DATA FOR THIS TASK =
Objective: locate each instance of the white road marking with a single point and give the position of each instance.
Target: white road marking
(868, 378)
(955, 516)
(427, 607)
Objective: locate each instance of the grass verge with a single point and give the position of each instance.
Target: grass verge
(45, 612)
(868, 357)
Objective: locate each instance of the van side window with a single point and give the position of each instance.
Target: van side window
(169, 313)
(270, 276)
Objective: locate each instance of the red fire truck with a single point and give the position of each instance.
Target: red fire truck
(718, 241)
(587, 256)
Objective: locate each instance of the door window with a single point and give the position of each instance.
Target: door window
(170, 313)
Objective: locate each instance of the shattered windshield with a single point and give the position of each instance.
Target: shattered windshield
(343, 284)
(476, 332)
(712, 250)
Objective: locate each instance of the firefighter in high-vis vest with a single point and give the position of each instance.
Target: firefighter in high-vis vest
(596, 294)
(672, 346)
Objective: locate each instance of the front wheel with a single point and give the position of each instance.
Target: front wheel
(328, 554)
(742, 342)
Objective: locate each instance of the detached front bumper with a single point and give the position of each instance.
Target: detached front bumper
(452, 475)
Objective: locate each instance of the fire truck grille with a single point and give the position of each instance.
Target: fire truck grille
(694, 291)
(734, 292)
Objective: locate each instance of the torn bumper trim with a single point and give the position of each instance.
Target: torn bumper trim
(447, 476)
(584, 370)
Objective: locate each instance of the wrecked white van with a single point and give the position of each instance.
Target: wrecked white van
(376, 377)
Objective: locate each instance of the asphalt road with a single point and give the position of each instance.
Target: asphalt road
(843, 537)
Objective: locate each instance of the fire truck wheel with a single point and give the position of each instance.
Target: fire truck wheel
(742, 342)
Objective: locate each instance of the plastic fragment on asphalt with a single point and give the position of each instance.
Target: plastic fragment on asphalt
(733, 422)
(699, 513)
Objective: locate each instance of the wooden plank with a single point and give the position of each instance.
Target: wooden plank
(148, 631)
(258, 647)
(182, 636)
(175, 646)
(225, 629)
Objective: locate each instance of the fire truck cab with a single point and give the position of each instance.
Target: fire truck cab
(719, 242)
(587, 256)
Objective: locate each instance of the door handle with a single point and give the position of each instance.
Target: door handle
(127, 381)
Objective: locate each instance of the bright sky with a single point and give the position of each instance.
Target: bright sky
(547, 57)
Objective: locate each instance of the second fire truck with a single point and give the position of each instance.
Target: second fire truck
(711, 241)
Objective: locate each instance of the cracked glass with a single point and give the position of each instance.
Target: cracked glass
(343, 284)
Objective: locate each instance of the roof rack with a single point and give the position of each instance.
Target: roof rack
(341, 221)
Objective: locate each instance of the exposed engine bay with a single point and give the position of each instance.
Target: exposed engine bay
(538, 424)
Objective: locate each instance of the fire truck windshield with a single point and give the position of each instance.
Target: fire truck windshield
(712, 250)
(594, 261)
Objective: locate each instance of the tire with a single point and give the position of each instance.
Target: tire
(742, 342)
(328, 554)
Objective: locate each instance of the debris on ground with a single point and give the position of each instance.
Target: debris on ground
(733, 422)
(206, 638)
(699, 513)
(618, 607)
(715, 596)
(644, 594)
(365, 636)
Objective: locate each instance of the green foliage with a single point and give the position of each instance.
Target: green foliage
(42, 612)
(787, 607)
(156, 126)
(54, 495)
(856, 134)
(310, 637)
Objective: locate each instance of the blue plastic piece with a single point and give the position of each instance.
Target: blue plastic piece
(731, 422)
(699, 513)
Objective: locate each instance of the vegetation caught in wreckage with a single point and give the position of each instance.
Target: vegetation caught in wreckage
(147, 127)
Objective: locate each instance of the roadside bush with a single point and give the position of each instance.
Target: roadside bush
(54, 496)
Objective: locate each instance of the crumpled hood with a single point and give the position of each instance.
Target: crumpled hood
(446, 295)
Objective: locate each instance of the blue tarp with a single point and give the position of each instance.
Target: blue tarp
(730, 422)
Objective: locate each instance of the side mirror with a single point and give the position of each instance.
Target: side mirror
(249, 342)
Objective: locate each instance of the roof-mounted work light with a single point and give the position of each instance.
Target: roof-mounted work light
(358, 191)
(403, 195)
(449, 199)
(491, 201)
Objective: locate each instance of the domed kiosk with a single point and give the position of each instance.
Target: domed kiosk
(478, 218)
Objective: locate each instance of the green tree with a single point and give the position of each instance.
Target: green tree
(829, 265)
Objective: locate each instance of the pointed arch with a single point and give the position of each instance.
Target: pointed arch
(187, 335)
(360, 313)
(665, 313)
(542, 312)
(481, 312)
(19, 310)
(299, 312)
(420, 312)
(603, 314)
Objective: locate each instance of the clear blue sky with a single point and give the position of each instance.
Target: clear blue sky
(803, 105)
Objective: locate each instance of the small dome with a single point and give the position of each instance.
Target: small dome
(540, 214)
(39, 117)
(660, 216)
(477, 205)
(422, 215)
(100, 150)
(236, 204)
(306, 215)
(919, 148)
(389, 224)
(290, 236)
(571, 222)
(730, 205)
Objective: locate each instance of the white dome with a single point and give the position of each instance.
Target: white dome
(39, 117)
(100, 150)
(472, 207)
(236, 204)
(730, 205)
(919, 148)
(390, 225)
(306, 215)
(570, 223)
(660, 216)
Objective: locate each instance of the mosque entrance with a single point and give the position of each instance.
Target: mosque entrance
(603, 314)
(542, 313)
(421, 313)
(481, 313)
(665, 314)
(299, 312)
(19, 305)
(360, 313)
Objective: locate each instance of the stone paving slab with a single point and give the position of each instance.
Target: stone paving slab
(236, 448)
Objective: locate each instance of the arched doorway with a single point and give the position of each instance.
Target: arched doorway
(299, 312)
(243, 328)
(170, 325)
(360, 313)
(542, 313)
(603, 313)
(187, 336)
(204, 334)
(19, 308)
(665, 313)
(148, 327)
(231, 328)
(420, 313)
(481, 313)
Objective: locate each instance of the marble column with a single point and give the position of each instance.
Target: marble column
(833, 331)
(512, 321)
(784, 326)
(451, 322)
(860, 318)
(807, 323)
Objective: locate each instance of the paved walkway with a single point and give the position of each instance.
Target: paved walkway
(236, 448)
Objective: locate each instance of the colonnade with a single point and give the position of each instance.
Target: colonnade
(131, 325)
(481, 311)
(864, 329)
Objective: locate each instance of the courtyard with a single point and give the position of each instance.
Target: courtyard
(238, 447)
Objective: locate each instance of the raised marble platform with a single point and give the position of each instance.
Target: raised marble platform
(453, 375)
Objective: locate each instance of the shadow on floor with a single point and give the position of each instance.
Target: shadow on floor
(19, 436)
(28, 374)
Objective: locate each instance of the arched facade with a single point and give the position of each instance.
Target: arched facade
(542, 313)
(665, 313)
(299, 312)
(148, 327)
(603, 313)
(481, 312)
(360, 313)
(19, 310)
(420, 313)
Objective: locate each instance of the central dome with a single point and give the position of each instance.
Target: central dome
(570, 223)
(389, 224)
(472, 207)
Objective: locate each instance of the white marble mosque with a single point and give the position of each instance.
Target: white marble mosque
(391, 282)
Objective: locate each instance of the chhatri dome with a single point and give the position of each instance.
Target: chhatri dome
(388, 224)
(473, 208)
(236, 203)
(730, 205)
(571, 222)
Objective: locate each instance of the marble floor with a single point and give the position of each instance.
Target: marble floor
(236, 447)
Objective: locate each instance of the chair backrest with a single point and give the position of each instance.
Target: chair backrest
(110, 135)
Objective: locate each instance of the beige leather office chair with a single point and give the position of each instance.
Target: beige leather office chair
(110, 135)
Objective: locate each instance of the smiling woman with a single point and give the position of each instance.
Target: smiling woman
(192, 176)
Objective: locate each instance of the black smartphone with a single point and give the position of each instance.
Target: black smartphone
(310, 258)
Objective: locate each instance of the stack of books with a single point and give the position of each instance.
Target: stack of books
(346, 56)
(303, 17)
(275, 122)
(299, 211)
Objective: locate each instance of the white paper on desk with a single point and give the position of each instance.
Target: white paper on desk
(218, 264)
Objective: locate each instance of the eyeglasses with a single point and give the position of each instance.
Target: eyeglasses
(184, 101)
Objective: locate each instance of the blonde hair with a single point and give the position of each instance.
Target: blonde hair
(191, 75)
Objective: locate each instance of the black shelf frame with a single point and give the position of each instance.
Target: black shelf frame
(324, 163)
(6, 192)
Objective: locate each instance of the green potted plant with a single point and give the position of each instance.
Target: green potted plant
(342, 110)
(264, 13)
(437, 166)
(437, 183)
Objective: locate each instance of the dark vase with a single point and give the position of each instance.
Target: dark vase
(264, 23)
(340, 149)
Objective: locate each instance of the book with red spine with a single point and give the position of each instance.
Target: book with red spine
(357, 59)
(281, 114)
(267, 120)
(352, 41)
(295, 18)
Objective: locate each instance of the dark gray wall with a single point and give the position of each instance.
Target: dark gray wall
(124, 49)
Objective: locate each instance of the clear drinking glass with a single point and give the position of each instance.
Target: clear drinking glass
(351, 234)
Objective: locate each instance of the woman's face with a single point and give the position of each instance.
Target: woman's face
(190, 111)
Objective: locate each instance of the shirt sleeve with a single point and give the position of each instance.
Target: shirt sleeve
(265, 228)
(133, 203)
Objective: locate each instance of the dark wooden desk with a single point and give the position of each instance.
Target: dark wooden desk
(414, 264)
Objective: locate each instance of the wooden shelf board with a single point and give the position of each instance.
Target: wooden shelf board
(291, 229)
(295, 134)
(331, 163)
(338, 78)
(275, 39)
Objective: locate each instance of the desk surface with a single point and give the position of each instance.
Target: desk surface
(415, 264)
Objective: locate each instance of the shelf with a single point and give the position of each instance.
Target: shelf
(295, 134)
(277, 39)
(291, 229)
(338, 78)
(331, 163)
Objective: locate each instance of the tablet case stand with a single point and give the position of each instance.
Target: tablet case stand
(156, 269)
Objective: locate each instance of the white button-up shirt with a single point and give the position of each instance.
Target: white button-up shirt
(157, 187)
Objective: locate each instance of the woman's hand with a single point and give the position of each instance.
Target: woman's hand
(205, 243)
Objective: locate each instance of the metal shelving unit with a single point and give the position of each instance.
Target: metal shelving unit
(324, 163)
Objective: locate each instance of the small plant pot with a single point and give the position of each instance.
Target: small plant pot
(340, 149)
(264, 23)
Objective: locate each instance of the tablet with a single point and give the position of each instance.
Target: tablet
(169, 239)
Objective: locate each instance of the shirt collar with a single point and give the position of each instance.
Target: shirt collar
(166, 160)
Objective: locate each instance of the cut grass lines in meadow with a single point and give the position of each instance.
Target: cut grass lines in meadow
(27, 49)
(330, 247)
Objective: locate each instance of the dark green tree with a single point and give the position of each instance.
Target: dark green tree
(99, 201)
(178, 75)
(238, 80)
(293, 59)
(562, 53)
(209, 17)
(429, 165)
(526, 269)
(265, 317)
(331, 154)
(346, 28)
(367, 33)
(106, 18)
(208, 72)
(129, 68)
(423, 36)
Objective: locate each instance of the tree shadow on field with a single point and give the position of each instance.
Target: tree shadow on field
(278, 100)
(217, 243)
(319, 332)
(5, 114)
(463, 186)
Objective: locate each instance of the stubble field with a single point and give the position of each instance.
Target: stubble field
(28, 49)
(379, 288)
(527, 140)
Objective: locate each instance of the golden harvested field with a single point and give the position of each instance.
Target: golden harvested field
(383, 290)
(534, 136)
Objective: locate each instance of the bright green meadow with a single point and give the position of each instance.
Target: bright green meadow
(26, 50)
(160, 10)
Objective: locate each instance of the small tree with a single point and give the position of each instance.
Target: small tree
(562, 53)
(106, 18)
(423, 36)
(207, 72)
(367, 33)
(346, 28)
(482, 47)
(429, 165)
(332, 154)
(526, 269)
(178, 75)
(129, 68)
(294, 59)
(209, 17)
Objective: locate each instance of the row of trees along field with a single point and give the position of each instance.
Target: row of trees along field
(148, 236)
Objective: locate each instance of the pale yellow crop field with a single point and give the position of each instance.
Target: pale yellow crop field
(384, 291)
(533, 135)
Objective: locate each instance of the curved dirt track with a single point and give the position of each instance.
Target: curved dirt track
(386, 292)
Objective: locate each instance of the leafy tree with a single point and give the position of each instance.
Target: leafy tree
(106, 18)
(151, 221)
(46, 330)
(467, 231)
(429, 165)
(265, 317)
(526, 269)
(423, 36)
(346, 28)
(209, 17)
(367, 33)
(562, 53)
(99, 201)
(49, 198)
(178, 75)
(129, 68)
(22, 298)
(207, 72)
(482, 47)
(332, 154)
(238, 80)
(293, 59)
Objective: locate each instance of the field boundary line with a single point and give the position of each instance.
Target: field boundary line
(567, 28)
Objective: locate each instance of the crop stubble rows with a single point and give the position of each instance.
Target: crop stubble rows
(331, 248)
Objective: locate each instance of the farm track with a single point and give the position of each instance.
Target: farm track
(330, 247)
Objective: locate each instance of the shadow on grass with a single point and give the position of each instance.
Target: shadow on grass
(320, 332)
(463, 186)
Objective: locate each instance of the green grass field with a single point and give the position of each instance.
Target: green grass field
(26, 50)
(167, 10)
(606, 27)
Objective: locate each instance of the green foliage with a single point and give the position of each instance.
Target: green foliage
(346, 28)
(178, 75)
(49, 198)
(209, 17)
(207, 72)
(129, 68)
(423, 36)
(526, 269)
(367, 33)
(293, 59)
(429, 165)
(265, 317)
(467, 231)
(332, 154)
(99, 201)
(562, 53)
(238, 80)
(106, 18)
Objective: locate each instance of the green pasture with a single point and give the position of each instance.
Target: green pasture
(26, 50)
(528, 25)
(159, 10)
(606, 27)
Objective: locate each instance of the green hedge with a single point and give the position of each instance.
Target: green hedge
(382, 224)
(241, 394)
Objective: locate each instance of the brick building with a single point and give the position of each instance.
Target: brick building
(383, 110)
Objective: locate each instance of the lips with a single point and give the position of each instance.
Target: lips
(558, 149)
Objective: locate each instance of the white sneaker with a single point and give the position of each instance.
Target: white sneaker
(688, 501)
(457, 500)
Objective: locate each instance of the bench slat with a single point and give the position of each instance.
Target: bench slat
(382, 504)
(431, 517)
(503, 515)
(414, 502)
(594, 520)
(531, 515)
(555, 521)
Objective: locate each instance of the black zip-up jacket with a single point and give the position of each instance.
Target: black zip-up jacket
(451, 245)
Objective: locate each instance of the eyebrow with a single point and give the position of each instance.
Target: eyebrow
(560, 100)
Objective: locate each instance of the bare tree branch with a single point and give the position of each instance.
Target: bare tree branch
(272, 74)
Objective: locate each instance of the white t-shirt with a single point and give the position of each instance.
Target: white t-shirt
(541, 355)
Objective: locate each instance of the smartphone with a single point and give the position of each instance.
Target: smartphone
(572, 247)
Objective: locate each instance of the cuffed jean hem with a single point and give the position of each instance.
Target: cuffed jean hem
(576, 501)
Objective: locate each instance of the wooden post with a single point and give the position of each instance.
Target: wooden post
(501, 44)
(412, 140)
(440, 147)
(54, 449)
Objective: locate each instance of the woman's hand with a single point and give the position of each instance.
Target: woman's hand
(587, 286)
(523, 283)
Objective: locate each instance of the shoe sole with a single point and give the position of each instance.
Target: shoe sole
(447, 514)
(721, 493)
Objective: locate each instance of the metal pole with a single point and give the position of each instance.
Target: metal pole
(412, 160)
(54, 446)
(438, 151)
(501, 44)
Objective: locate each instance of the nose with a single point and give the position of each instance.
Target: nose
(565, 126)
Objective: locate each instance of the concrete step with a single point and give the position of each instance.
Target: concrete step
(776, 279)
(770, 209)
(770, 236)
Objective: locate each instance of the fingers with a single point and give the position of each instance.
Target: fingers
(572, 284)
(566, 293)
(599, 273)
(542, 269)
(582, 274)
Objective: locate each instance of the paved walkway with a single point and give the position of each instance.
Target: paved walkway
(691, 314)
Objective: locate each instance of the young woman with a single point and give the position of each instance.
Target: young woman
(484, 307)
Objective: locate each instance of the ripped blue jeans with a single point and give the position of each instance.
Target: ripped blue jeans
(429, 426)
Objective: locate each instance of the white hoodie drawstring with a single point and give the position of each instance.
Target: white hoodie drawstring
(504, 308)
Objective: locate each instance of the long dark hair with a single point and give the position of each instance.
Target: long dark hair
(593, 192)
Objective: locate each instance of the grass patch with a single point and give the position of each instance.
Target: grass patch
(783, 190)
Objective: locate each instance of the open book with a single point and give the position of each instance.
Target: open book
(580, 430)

EXERCISE =
Looking at the entries above, can you reproduce exactly the lines from the one that holds "Objective: locate each instance of the roadside" through the one that holds "Objective: locate each instance of the mosque", and only those?

RESPONSE BELOW =
Objective: locate each instance of the roadside bush with a single point and give the position of each instance.
Target: roadside bush
(54, 496)
Objective: locate each instance of the crumpled hood with a single point and give the position of each instance.
Target: crumpled hood
(446, 295)
Objective: locate each instance of the blue tarp with a single point and give the position of each instance.
Target: blue tarp
(730, 422)
Objective: locate each instance of the side mirror with a single point and give the position of each instance.
Target: side mirror
(249, 342)
Objective: locate each instance of the roof-mounted work light with a single point and give the position of each instance.
Target: roof-mounted work light
(358, 191)
(403, 195)
(449, 199)
(491, 201)
Objective: locate each instance of the domed kiosk with a single point and give the position of each instance.
Target: domed kiosk
(478, 218)
Objective: locate each instance of the green tree with a single point and give the position of each instance.
Target: green tree
(829, 265)
Objective: locate each instance of the pointed arch with a single point and give the position of each instance.
Target: pointed arch
(187, 335)
(360, 313)
(665, 313)
(542, 312)
(481, 312)
(19, 310)
(299, 312)
(420, 312)
(603, 314)
Objective: locate each instance of the clear blue sky with a single point and give the position of each instance.
Target: clear blue sky
(803, 105)
Objective: locate each instance of the small dome with a single point and give the position of each instance.
Target: small dome
(540, 214)
(39, 117)
(660, 216)
(477, 205)
(422, 215)
(100, 150)
(236, 204)
(306, 215)
(919, 148)
(389, 224)
(290, 236)
(571, 222)
(730, 205)
Objective: locate each instance of the white dome with a single point and give the position of each instance.
Target: white dome
(39, 117)
(100, 150)
(472, 207)
(236, 204)
(730, 205)
(919, 148)
(390, 225)
(306, 215)
(570, 223)
(660, 216)
Objective: locate each instance of the mosque entrance with a single point and give the position of each instance.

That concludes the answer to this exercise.